> PROBLEM REQUIREMENTS: Drop every picture, then transcribe the remaining data exactly.

> RECORDS PROVIDED:
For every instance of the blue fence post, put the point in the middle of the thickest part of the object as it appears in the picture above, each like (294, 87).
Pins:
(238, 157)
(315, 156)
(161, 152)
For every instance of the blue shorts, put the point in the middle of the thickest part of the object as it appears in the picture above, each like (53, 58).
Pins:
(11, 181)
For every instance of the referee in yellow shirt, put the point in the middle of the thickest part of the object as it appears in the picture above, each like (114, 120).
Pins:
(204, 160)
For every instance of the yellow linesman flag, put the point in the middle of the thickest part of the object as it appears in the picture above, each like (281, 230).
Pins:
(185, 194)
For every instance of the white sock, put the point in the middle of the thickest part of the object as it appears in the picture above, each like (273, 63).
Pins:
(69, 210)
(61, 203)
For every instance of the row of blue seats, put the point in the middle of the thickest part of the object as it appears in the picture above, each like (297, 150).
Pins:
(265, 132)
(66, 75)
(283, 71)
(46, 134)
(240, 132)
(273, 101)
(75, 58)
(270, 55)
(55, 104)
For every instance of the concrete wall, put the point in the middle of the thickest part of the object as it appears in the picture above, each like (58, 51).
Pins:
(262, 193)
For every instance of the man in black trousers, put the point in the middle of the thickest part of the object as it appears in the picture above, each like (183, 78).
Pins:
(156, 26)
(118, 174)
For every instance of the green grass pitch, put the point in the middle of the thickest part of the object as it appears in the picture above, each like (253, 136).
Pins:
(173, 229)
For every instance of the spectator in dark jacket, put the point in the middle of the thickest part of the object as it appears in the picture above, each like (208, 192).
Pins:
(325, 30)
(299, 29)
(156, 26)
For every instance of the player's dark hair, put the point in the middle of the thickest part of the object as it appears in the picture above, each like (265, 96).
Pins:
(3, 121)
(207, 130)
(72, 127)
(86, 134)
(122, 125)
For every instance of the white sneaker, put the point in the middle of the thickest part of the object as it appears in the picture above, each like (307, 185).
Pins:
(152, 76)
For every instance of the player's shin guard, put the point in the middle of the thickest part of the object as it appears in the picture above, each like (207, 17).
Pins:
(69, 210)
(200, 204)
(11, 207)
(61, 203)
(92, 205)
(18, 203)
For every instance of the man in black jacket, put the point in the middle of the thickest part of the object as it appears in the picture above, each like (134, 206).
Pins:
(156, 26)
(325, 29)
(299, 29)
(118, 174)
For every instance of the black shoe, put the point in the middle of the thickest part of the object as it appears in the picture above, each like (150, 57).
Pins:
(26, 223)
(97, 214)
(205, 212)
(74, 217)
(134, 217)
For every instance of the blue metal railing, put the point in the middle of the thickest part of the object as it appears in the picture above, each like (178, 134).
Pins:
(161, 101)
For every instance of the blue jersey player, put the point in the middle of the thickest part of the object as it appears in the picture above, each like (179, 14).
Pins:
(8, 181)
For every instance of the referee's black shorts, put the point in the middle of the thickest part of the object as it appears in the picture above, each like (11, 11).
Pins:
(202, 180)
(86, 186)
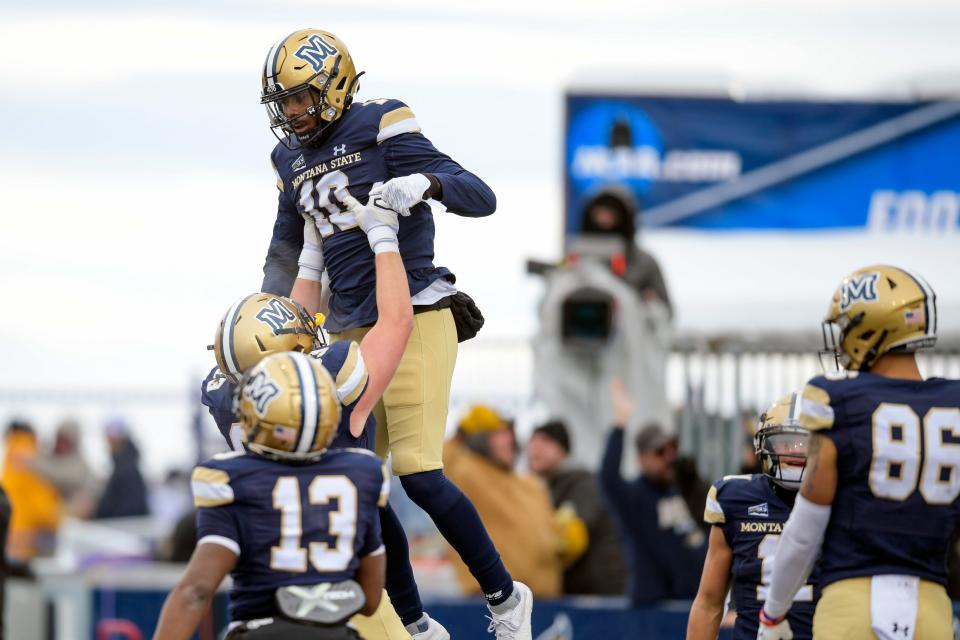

> YOUR SOLUTION:
For every instance of the blue fence post, put the point in the middle of the thickest part of the object as it appears in the picture above, each like (294, 87).
Pins:
(238, 157)
(315, 156)
(161, 152)
For every instance of the blue shorts, put the point in the middle of the thickest part of the object as it appears in the picture above, each like (53, 58).
Pins:
(11, 181)
For every instance of the referee in yellow shirt, put the point in the middle of the thickest part of the object as it appears in the picture above, each like (114, 120).
Pins:
(204, 160)
For every instance of the yellow linesman flag, put the point in the middle of the thickest part of the object as it appears in the picture above, each like (281, 230).
Pins:
(185, 194)
For every instance of the white sock, put the point in the middle of the thickest part of the object as it appears in the picture above, each like (273, 63).
Pins:
(69, 210)
(61, 203)
For every instance of the row of blue seats, put the point in the middle of the thickest part of the object as it appears in the picture above, each like (297, 150).
Pins:
(265, 132)
(66, 75)
(283, 71)
(46, 134)
(240, 132)
(273, 101)
(75, 58)
(270, 55)
(55, 104)
For every instance of the concrete wall, put the point in the middle of the thickest part of the object as it appears in the picture above, each like (58, 51).
Pins:
(262, 193)
For every instance of the man in black trousers, put the point in the middle of the thickest part of the object as it appears in the picture above, each like (183, 78).
Pins:
(156, 26)
(118, 174)
For every instance of the green grass pitch, put the point in the middle of the thickest part of the object as it appears in the picture above, each like (253, 136).
Pins:
(173, 229)
For every instance of the spectator in dark jacket, put the point in the middle of the thickest part of the object as it appears in the picture above, each like (208, 192).
Pins:
(325, 30)
(299, 29)
(156, 26)
For every instance of the player's dark hair, put the point in the middle of the thickest part of the object as it appears in the picture above, each like (265, 96).
Pins:
(3, 121)
(207, 130)
(72, 127)
(86, 134)
(122, 125)
For every instance of the white sneaker, put the point in the middle of the thickest part of the object as it appears in the picture above, each like (307, 185).
Pins:
(152, 76)
For every instance of the player's shin guard, put the point in the middle of the thickest part of the object as it appears in the picture above, each like (207, 17).
Pins:
(69, 210)
(200, 204)
(11, 207)
(61, 203)
(92, 205)
(18, 203)
For every instance of the man in black jacket, put the point in the middle of the thickest part of the object as it appears in the picture above, each like (134, 206).
Pins:
(156, 26)
(325, 29)
(299, 29)
(118, 174)
For every instance of the black shoe, put the point in the middle of the thickest part of the object as it appears in the picture above, each like (150, 57).
Pins:
(26, 223)
(97, 214)
(205, 212)
(74, 217)
(134, 217)
For every instance of the blue metal railing, put the point in the middle of the thickest part of the object as it appears in the picture above, each like (178, 134).
Pins:
(161, 101)
For every instance of the blue jersey player, put the point in the middle of the thickest part of the object as it appears in the picture above, each like (179, 14).
Pins:
(8, 181)
For every instance of the referee's black shorts, put the point in the middle of the thickest part of the object as it appears in the picture above, each like (11, 11).
Pins:
(202, 180)
(86, 186)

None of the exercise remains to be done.